* _OBJECTIF ÉNONCÉ A_
Relevez toutes les lignes des entrées qui contiennent la chaîne « wall ».

* _TEXTE FOURNI_
########
Vous évoquez une « contre-performance stratégique » de la France au Sahel. Pourquoi ?

On a une dynamique stratégique qui produit le contraire de ce qu’elle était censée produire. Elle a cherché à faire du partenariat, elle a produit de la friction, notamment avec le Mali. Elle a cherché à endiguer la dégradation sécuritaire, elle n’y est pas parvenue. Elle a cherché à préserver les intérêts de la France et on a (…) un sentiment anti-français exacerbé.

La France a-t-elle négligé les ambitions russes, turques, chinoises en Afrique ?

On s’est focalisé essentiellement sur la lutte contre le terrorisme, qui a pris une place déterminante, presque aveuglante. Il y a une divergence de priorités stratégiques avec des acteurs locaux qui peuvent être très opportunistes: un accord local avec les djihadistes peut être parfois moins inquiétant pour eux qu’une réforme du système électoral ou constitutionnel.

Par ailleurs, la conditionnalité démocratique nous met en porte-à-faux avec des régimes qui sont en plein recul sur ce point et n’hésitent pas à faire valoir la concurrence avec des compétiteurs qui eux ne conditionnent leur soutien à aucun critère intérieur. C’est l’offre russe et il y en a d’autres pas loin (Chine, Turquie, ndlr).

C’est là qu’on touche du doigt la fameuse contre-performance ?

L’opération militaire (Barkhane, ndlr) n’a pas démérité. Le but affiché était de maintenir la pression sur les groupes terroristes et de développer des partenariats avec les armées locales – d’une façon générale, cela s’est fait. Mais d’autres aspects n’ont pas fonctionné: le retour de l’Etat au nord Mali, le choix d’accompagner un processus de paix dont on savait qu’il était vicié et la préservation des intérêts stratégiques français qui n’ont, bizarrement, jamais figuré dans les objectifs officiels. On a aussi eu ces dernières décennies beaucoup d’hésitations, de changements de pied, qui ont créé de la méfiance chez nos partenaires.

Comment inverser la dégradation de l’image de la France en Afrique ?
########
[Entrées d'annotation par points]
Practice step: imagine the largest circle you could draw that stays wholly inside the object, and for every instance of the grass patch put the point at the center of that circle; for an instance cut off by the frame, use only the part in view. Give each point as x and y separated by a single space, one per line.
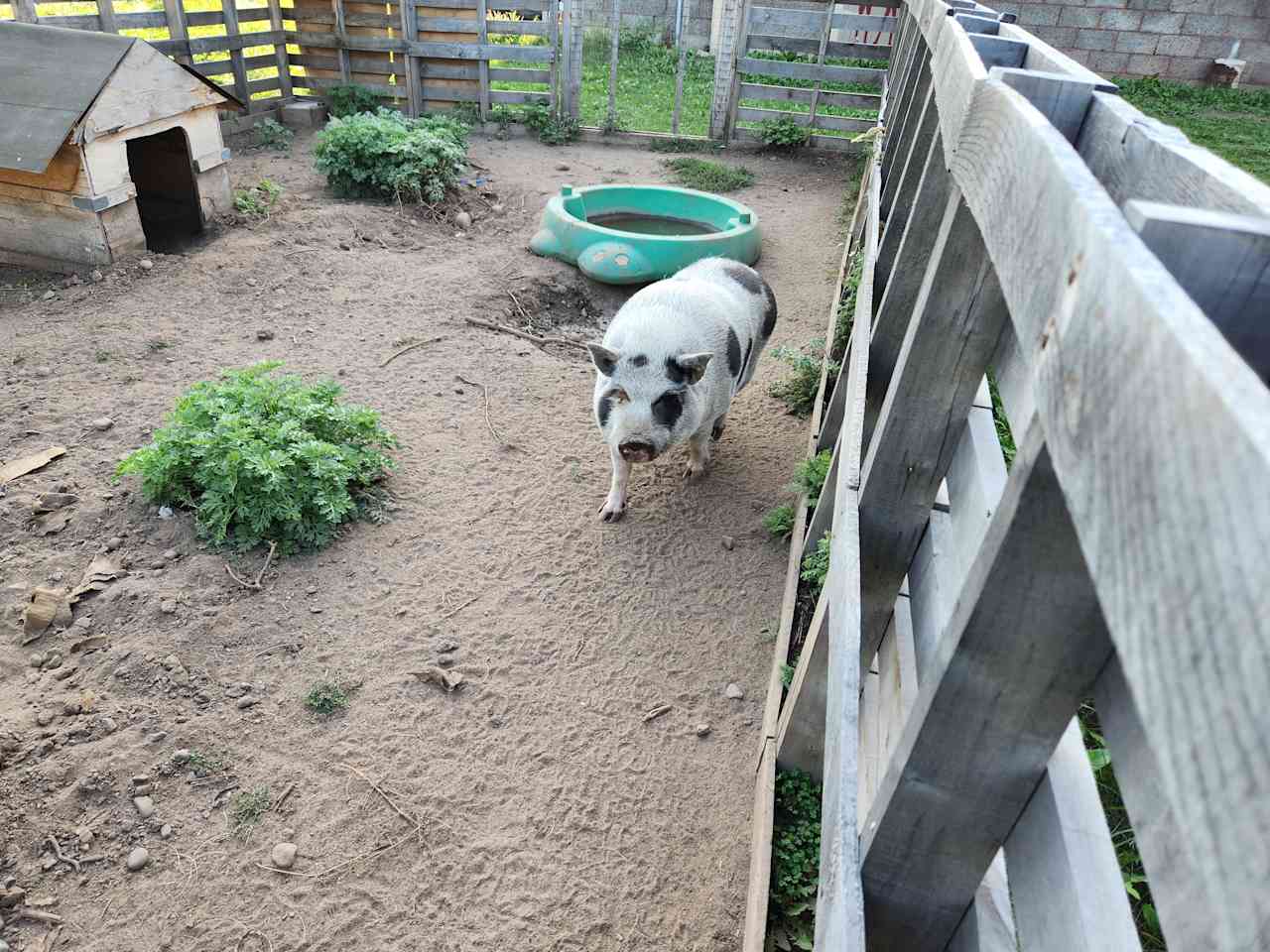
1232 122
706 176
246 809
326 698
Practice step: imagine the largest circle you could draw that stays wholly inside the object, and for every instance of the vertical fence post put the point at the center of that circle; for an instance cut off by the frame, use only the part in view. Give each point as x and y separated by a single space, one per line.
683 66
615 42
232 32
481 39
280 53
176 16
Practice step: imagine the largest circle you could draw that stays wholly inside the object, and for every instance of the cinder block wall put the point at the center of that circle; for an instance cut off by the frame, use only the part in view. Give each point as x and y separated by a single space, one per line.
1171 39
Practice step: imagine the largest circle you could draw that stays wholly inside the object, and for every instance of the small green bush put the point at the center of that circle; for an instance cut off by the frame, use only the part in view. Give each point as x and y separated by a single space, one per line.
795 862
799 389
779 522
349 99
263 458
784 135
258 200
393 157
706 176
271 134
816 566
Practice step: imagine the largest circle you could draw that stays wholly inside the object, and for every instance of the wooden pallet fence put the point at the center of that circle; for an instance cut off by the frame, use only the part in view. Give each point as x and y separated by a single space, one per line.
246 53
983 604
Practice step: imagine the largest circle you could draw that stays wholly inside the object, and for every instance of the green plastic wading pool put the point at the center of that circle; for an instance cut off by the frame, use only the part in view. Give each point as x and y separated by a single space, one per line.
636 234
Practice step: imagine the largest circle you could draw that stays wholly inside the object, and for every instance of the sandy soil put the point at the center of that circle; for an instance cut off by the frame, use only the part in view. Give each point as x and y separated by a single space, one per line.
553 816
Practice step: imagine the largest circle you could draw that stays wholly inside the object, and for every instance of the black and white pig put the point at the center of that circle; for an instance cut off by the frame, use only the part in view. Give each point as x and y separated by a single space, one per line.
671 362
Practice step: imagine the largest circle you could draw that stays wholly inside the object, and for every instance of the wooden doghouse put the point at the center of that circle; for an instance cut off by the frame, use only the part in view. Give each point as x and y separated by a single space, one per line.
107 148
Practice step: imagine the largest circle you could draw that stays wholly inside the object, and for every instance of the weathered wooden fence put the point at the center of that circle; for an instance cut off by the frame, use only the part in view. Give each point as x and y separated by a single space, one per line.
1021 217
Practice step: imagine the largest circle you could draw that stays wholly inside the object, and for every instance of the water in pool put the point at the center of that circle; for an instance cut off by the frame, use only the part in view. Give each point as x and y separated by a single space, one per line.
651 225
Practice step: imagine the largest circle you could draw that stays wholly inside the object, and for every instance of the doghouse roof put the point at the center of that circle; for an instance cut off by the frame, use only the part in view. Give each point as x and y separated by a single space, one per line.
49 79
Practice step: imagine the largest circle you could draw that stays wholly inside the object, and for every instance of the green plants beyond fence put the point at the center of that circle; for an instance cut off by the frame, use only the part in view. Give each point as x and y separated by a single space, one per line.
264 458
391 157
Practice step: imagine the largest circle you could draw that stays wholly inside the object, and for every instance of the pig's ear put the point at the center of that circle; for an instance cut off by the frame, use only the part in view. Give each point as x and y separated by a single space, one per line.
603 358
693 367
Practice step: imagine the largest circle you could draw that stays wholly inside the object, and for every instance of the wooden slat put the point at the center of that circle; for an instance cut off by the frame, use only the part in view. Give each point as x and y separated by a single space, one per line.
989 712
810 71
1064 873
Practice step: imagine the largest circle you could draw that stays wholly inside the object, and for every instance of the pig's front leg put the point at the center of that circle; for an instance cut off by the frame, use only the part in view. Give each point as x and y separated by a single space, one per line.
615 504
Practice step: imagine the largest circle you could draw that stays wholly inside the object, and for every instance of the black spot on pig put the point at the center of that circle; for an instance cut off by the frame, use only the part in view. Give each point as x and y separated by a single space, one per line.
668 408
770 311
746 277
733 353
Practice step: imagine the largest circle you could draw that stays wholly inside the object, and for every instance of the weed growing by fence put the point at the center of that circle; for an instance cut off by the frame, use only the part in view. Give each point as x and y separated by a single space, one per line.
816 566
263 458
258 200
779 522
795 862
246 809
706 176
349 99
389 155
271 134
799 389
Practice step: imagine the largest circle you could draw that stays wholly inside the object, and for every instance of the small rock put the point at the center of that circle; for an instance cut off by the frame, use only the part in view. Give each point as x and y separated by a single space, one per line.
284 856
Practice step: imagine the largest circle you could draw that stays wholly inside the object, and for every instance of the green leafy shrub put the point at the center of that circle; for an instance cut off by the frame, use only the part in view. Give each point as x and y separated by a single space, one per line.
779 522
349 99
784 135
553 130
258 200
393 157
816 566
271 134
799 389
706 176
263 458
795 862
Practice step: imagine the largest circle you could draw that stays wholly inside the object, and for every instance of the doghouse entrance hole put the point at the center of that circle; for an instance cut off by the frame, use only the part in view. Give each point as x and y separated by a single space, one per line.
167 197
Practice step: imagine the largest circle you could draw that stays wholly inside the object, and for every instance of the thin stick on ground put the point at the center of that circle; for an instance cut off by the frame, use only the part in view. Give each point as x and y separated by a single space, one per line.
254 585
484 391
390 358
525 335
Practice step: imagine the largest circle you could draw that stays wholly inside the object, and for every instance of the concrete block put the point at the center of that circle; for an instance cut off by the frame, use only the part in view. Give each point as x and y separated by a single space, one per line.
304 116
########
* _OBJECTIF ÉNONCÉ B_
Énumérez les aspects qui, d'après l'entretien sur la France au Sahel, n'ont pas fonctionné.

* _RÉPONSE DÉTAILLÉE A_
Practice step: imagine the largest circle you could draw that stays wholly inside the object, and for every instance of the cinder block wall put the point at the center of that circle; for an instance cut off by the frame, use only the part in view. Give each point as x and y separated by a single space, one per line.

* _RÉPONSE DÉTAILLÉE B_
- le retour de l'État au nord Mali
- le choix d'accompagner un processus de paix dont on savait qu'il était vicié
- la préservation des intérêts stratégiques français